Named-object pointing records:

++++++++++

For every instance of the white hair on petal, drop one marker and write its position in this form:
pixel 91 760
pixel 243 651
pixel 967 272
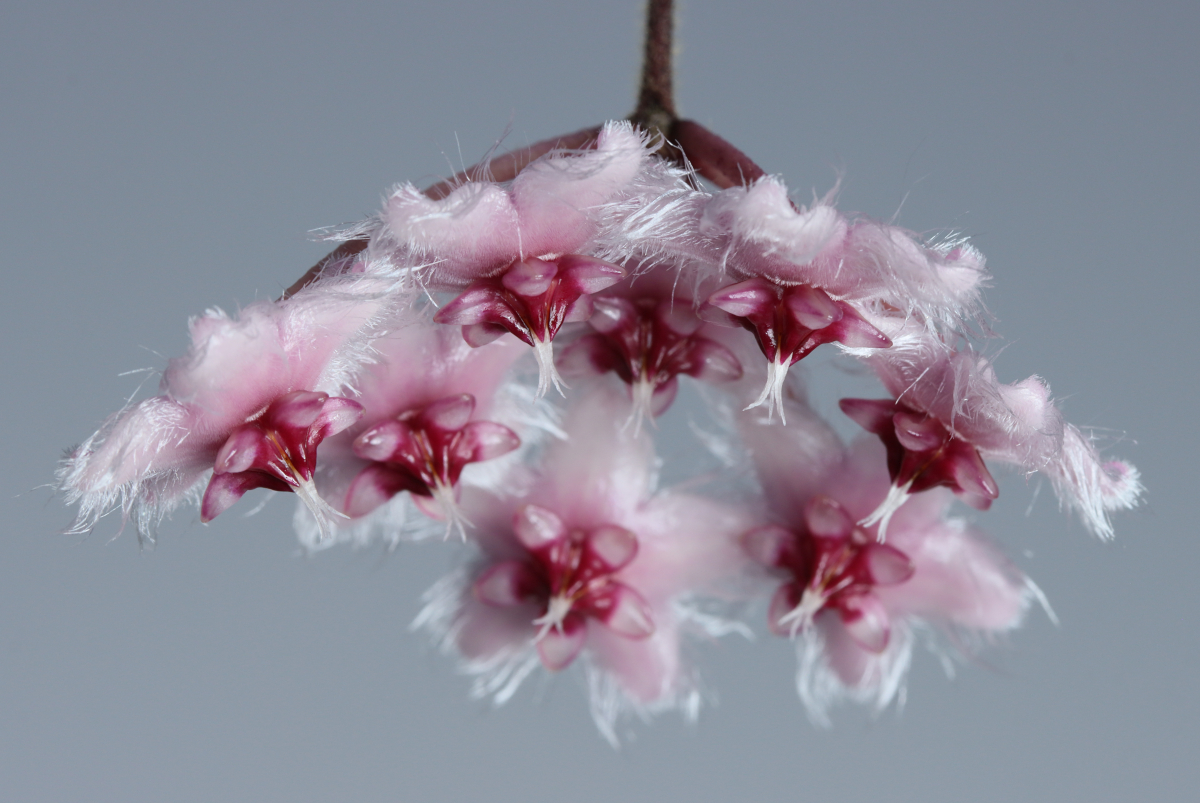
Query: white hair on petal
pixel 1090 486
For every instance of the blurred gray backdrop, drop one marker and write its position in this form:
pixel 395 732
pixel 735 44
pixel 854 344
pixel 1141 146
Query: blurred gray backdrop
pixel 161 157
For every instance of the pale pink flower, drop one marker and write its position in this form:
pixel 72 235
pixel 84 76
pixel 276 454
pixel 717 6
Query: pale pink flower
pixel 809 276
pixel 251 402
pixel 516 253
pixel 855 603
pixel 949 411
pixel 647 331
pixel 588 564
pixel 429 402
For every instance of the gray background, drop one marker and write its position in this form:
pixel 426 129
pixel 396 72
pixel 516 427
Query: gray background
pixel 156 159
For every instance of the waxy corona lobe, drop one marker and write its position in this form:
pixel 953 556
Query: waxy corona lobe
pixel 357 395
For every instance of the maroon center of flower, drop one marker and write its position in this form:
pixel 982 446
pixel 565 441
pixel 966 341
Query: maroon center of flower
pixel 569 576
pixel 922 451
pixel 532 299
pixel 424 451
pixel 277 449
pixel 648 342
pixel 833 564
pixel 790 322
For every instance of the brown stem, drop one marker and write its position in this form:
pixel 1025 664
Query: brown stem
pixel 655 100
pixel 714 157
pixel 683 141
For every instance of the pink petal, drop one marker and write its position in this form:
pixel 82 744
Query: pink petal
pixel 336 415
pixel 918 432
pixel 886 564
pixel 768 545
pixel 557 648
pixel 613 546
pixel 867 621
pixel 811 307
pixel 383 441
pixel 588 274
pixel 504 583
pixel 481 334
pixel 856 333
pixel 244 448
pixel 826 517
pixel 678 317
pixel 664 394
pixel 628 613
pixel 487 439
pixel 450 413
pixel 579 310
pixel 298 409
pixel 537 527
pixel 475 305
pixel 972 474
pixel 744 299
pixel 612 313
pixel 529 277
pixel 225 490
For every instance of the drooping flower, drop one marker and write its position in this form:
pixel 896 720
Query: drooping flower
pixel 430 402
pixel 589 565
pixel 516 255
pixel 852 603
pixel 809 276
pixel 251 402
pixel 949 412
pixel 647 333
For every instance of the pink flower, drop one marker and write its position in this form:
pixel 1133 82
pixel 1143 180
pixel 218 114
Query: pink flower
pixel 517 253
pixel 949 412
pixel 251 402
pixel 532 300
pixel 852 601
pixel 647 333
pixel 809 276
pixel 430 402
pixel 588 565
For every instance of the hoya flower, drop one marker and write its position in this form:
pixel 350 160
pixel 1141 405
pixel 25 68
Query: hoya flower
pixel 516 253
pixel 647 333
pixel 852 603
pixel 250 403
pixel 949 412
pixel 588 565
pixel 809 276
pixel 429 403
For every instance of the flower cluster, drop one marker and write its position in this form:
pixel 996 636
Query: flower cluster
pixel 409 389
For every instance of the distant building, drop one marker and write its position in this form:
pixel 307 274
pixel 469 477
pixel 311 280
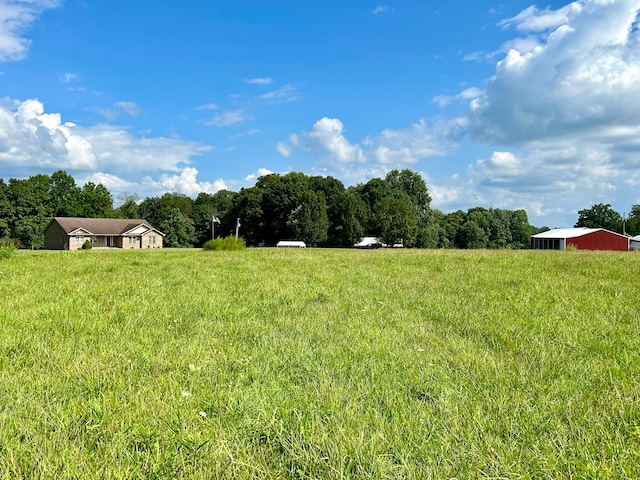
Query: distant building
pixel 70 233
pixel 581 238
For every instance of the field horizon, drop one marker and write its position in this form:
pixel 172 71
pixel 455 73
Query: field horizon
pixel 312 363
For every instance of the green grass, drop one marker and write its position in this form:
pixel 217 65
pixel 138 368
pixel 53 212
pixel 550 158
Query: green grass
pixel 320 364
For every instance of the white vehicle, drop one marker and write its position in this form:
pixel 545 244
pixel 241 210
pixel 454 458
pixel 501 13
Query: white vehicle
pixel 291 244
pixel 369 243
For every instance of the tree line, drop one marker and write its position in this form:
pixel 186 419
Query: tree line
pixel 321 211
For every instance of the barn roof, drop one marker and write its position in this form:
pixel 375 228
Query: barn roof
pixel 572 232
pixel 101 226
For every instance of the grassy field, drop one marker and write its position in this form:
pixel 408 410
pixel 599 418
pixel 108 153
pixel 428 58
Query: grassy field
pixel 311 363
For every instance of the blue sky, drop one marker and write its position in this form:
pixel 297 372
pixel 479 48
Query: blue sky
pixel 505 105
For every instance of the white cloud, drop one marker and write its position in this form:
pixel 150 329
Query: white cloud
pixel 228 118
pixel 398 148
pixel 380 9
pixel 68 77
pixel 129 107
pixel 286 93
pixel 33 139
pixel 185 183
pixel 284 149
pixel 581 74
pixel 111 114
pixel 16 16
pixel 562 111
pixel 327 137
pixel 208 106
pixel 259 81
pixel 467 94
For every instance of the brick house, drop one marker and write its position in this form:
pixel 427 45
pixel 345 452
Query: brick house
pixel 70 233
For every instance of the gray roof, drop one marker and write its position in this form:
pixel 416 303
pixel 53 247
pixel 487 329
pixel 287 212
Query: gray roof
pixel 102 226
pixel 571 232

++++++++++

## What you need to do
Reproduce verbatim the portion of the material above that opens with the line containing "For every instance of the pink petal, drop" and closes with the line containing "pixel 504 583", including both of those lines.

## Written response
For every instance of the pink petal, drop one marker and write its position in this form:
pixel 82 744
Query: pink petal
pixel 336 415
pixel 918 432
pixel 886 564
pixel 768 545
pixel 557 648
pixel 613 546
pixel 867 621
pixel 811 307
pixel 383 441
pixel 588 274
pixel 504 583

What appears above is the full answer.